───── STORED ROWS
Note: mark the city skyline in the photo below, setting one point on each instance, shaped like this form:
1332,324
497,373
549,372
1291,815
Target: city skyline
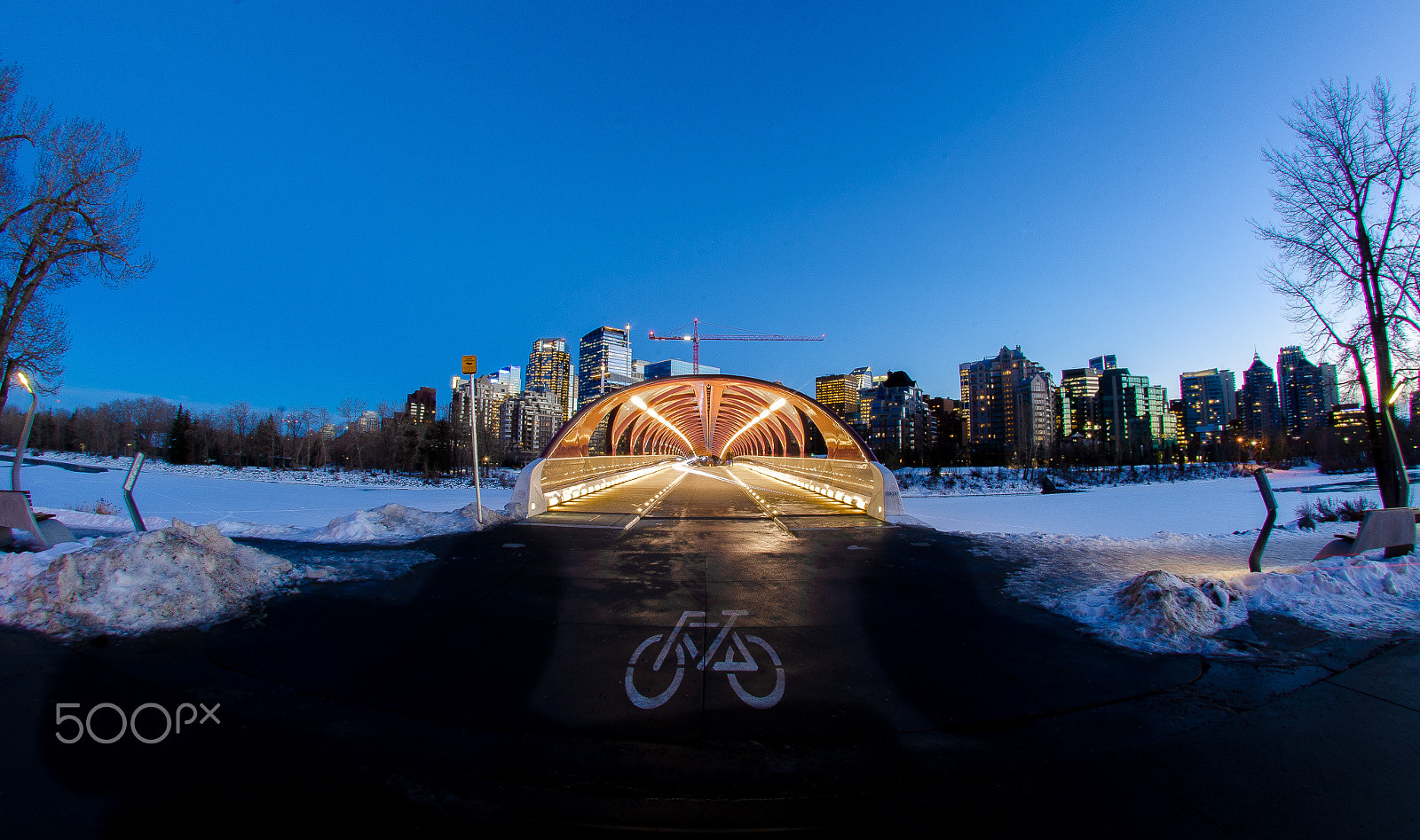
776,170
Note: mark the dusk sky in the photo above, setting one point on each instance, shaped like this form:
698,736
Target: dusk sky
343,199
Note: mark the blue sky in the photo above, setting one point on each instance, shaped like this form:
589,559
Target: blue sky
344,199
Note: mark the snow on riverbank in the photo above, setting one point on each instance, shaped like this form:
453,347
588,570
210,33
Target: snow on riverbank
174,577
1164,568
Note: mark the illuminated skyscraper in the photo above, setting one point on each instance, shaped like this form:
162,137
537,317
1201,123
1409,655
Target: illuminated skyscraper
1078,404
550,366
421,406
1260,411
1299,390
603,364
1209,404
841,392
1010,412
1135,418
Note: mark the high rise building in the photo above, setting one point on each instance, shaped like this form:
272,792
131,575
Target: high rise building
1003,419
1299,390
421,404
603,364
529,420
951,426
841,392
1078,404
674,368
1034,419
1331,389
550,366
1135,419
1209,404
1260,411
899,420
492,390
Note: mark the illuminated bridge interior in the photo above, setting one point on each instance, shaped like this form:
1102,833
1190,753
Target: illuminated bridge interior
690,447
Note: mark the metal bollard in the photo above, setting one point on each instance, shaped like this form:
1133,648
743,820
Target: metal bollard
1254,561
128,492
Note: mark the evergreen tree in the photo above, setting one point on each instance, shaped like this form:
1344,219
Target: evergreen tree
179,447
──────────
_EXERCISE PROMPT_. Write out all the entries again with every "photo" swapped for "image" and everything else unchanged. Leave the pictures out of your answer.

_FULL OUTPUT_.
Note: mark the city skyline in the image below, setting one point on each instance, shaped like this form:
1332,324
497,373
549,372
1291,815
Target: city skyline
776,170
Note: mark the dusk sky in the image above, setting one point on each instance, shaped like this form:
698,736
Target: dusk sky
343,199
Note: mark the blue sky in the image above, setting one point on each instance, shaped like this form:
589,559
Target: blue sky
344,199
Note: mark the snow on riverbank in the image above, setting one point on each instance, shaped like this form:
453,347
588,570
210,33
Target: snow on riverbank
174,577
1164,568
Note: mark the illuminated skyscraper in the image above, setting one point on each instance, shaped like this form:
162,137
537,317
1201,123
1409,655
Target: illuminated skyscraper
1078,404
550,366
421,406
1260,411
1299,390
603,364
1209,404
841,392
1010,412
1135,418
Note: mark the high rise building in the image above, setting one point on each instance, shaped like this form:
272,792
131,575
Target: high rise building
1003,419
1299,390
421,404
603,364
529,420
951,426
841,392
1078,404
674,368
1034,419
1331,389
550,366
1135,419
1209,404
1260,411
899,420
492,390
Note: mark the illuminated bridge interior in the image above, setting one point on each instance, shaped like this form:
1102,833
1190,753
Target: illuminated bridge interior
690,447
Note: mark the metal bollard in the image above, setting one point on each instance, shaped like this form:
1133,648
743,820
Target: metal bollard
1254,561
128,492
Note: mark the evergreen tree in the image above, setting one point on each instance, shaped like this form:
1344,219
Target: evergreen tree
179,447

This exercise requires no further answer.